**ASSIGNMENT**. Copy exactly the last part of the entries, starting from the line with "Could you point out the patterned" and including the final line.

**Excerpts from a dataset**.

# # # # # # #

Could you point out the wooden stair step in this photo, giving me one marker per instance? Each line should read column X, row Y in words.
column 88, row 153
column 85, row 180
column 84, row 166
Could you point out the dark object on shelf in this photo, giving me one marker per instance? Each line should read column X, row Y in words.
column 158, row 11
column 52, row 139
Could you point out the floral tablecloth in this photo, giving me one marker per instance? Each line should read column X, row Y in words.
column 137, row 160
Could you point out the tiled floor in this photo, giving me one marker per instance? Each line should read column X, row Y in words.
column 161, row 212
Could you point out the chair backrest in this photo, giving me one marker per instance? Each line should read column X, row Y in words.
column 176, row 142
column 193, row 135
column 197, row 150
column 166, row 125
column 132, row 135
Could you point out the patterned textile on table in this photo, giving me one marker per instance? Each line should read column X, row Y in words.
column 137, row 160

# # # # # # #

**TASK ANSWER**.
Could you point out the patterned textile on table in this photo, giving me one marker per instance? Each line should read column X, row Y in words.
column 137, row 160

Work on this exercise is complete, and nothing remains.